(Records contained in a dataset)
"""

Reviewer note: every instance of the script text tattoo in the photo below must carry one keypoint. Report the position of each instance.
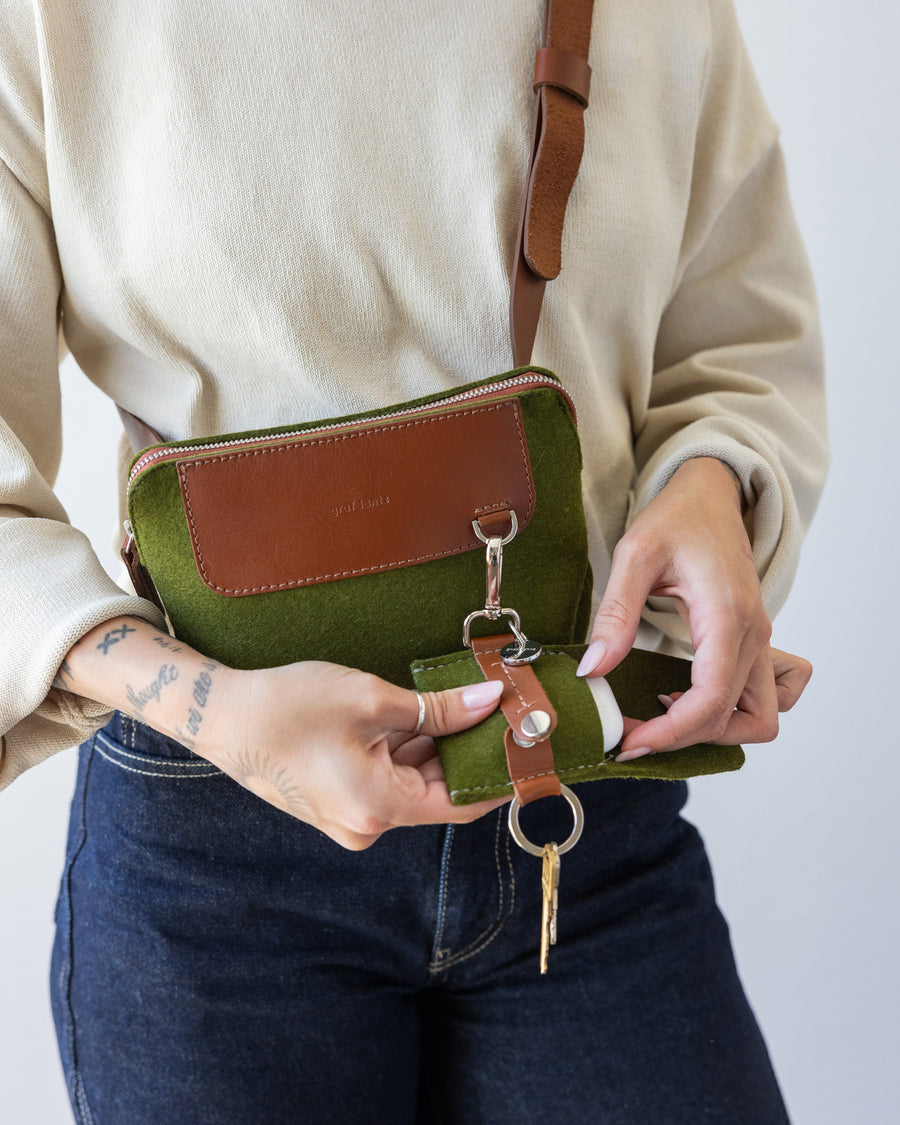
(201, 687)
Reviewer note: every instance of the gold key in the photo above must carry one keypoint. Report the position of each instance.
(549, 884)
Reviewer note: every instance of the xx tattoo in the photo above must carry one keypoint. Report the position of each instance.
(114, 637)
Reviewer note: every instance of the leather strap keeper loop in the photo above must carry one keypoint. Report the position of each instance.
(563, 70)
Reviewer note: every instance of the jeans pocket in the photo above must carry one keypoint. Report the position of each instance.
(140, 749)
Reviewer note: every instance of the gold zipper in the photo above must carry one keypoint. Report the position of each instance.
(168, 452)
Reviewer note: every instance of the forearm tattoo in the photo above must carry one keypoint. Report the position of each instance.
(167, 675)
(201, 687)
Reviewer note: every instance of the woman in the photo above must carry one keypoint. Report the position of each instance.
(257, 214)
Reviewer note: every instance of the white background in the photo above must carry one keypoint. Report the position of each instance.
(804, 839)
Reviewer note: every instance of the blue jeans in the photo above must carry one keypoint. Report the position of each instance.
(217, 962)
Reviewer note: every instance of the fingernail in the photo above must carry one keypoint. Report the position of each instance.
(479, 695)
(592, 657)
(630, 755)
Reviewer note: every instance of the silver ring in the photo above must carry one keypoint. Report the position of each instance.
(575, 835)
(421, 721)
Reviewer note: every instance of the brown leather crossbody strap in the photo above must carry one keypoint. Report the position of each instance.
(561, 83)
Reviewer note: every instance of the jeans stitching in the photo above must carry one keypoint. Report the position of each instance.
(79, 1094)
(437, 951)
(494, 929)
(156, 773)
(143, 757)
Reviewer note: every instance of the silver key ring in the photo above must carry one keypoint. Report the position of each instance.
(575, 835)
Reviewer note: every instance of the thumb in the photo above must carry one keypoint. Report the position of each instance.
(459, 708)
(615, 624)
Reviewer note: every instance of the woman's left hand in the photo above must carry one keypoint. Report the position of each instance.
(690, 545)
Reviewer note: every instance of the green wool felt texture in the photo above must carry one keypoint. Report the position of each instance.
(475, 763)
(381, 622)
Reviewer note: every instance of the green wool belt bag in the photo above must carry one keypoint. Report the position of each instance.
(438, 542)
(361, 541)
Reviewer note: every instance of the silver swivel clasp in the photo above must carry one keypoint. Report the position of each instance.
(520, 650)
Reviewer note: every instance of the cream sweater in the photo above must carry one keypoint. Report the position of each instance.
(248, 213)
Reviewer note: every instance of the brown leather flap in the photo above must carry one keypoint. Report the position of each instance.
(332, 505)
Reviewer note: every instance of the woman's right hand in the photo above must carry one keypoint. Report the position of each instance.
(339, 748)
(332, 746)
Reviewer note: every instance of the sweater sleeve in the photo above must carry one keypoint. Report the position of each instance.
(53, 587)
(738, 363)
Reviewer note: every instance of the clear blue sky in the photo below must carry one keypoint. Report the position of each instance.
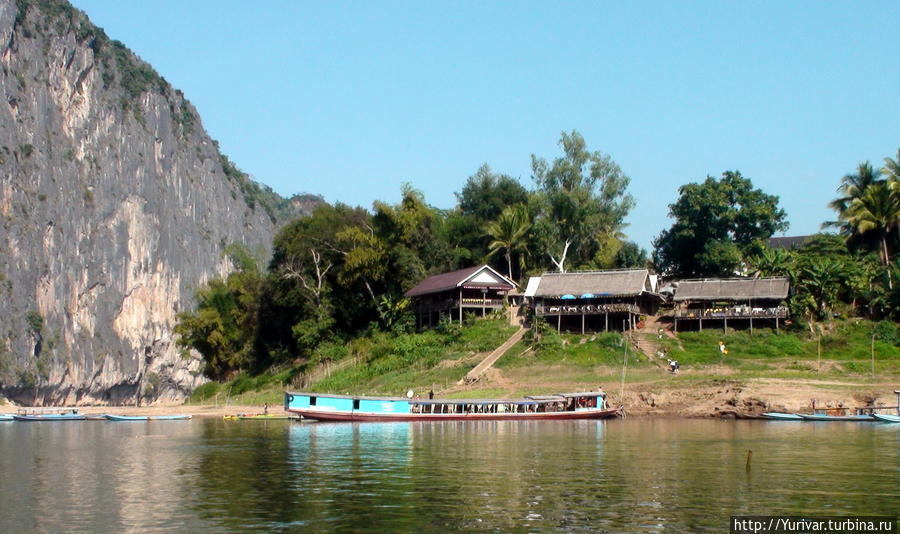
(350, 100)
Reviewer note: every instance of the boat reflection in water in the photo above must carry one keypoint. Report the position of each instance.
(584, 405)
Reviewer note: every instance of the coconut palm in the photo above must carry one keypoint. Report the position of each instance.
(852, 187)
(892, 169)
(773, 262)
(876, 211)
(509, 233)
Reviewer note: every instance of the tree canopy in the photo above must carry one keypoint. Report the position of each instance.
(717, 224)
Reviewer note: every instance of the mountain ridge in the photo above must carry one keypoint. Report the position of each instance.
(115, 205)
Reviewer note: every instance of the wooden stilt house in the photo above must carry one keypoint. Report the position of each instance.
(477, 290)
(594, 300)
(719, 302)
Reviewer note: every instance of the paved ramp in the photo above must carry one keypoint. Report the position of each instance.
(492, 358)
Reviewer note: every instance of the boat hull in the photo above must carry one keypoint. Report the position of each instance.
(779, 416)
(123, 418)
(884, 418)
(44, 418)
(817, 417)
(326, 415)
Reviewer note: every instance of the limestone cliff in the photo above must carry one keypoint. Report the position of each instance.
(115, 206)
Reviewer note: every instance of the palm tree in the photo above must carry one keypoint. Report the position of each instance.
(509, 233)
(852, 187)
(876, 211)
(892, 169)
(773, 262)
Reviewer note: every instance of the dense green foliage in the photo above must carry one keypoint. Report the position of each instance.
(338, 275)
(341, 272)
(717, 224)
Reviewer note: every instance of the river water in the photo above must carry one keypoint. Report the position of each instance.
(656, 475)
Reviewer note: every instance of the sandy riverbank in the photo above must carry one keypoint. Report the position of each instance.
(709, 397)
(172, 409)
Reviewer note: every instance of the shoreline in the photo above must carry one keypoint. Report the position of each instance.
(722, 398)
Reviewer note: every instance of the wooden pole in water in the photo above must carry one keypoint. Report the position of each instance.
(873, 355)
(624, 362)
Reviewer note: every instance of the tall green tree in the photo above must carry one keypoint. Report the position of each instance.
(509, 233)
(717, 224)
(581, 200)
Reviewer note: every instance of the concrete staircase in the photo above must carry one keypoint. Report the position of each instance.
(647, 338)
(485, 364)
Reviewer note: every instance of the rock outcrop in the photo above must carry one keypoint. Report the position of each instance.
(115, 205)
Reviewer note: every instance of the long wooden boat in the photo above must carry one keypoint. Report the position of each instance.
(258, 417)
(323, 407)
(781, 416)
(113, 417)
(885, 418)
(50, 417)
(822, 417)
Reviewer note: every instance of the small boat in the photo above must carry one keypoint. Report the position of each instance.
(50, 417)
(822, 417)
(259, 416)
(147, 417)
(885, 418)
(780, 416)
(112, 417)
(585, 405)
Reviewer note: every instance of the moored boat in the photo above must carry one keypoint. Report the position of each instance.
(50, 417)
(822, 417)
(113, 417)
(323, 407)
(885, 418)
(258, 417)
(780, 416)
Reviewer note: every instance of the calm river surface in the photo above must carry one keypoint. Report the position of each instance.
(615, 476)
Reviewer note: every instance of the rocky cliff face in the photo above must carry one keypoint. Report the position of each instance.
(115, 206)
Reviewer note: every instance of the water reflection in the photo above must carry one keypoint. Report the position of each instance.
(505, 476)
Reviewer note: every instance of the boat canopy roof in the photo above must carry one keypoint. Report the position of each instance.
(528, 400)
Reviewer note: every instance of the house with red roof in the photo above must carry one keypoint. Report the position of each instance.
(474, 290)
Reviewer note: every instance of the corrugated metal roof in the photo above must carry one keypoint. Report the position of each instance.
(732, 289)
(600, 283)
(532, 286)
(451, 280)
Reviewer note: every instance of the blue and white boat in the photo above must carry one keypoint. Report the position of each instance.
(324, 407)
(50, 417)
(781, 416)
(823, 417)
(885, 418)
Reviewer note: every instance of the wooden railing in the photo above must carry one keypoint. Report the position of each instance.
(739, 312)
(586, 309)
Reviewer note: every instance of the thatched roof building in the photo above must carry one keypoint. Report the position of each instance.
(733, 289)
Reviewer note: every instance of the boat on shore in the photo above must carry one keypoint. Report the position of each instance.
(324, 407)
(49, 417)
(112, 417)
(885, 418)
(823, 417)
(259, 417)
(780, 416)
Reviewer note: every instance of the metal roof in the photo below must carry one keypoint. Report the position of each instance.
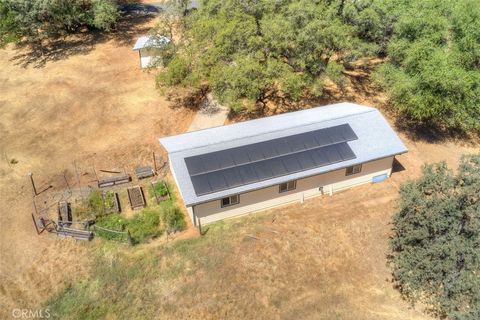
(371, 138)
(150, 42)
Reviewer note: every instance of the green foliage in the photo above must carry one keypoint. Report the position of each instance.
(176, 72)
(105, 14)
(147, 224)
(435, 248)
(37, 20)
(9, 30)
(173, 220)
(95, 202)
(159, 188)
(249, 52)
(433, 75)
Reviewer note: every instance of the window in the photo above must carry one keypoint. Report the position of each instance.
(230, 201)
(287, 186)
(353, 169)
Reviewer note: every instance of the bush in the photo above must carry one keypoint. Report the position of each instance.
(37, 20)
(145, 225)
(159, 188)
(435, 249)
(95, 202)
(173, 220)
(433, 72)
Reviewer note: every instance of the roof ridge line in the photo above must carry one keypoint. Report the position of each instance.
(256, 135)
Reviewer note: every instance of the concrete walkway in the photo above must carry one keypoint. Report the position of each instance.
(211, 114)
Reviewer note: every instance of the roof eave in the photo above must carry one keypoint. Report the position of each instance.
(193, 203)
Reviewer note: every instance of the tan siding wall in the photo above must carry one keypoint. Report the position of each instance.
(306, 188)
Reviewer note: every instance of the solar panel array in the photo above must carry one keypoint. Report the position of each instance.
(265, 160)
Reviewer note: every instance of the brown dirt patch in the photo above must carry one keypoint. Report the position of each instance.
(92, 106)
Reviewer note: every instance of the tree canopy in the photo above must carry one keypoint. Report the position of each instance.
(436, 243)
(37, 20)
(248, 52)
(433, 72)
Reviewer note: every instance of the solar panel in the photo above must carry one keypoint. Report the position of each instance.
(265, 160)
(271, 168)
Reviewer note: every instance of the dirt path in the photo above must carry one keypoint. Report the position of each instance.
(212, 114)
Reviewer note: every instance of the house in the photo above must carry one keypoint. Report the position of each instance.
(254, 165)
(149, 49)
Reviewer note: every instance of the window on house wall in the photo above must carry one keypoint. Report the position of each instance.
(230, 201)
(353, 169)
(287, 186)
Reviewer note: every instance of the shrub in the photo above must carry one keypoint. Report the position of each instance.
(435, 249)
(145, 225)
(173, 219)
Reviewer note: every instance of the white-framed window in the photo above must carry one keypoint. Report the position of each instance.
(353, 169)
(287, 186)
(230, 201)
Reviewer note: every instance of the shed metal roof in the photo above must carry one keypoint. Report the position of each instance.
(376, 140)
(150, 42)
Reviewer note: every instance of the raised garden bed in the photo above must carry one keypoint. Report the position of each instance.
(112, 181)
(64, 214)
(136, 198)
(111, 202)
(160, 191)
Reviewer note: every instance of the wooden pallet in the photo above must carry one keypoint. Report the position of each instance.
(113, 181)
(158, 197)
(144, 172)
(83, 235)
(136, 197)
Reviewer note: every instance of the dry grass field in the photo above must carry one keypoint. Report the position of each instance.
(324, 259)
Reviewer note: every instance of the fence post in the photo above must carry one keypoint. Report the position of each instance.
(129, 237)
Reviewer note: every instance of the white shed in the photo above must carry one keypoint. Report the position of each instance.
(149, 49)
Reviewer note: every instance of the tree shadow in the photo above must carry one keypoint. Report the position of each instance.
(129, 26)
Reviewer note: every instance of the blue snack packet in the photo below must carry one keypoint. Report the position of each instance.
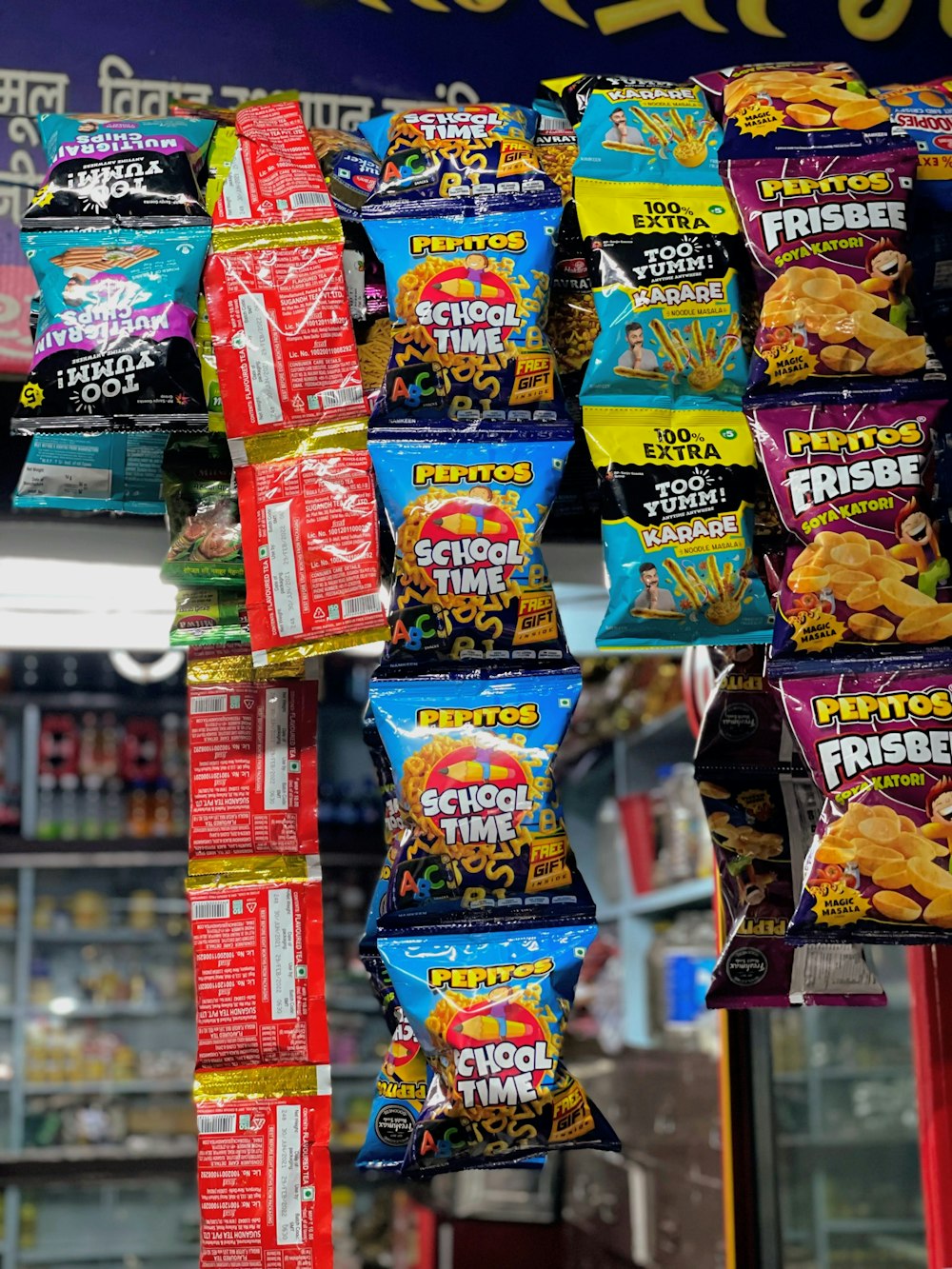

"""

■ **GOAL**:
From the items above, pull out each line that contains the word "brown" and copy it in full.

■ **REPLY**:
Reviewer note: every instance of the brown leather crossbody strap in the photo above must carry one keypoint. Report the position of each instance.
Reviewer note: every instance of the brown leather flap in the photo above must carry one keypoint. Report the position of each instance.
Reviewer note: every instance of the brown dirt patch in the photo above must carry one keypoint. Report the position of each instance.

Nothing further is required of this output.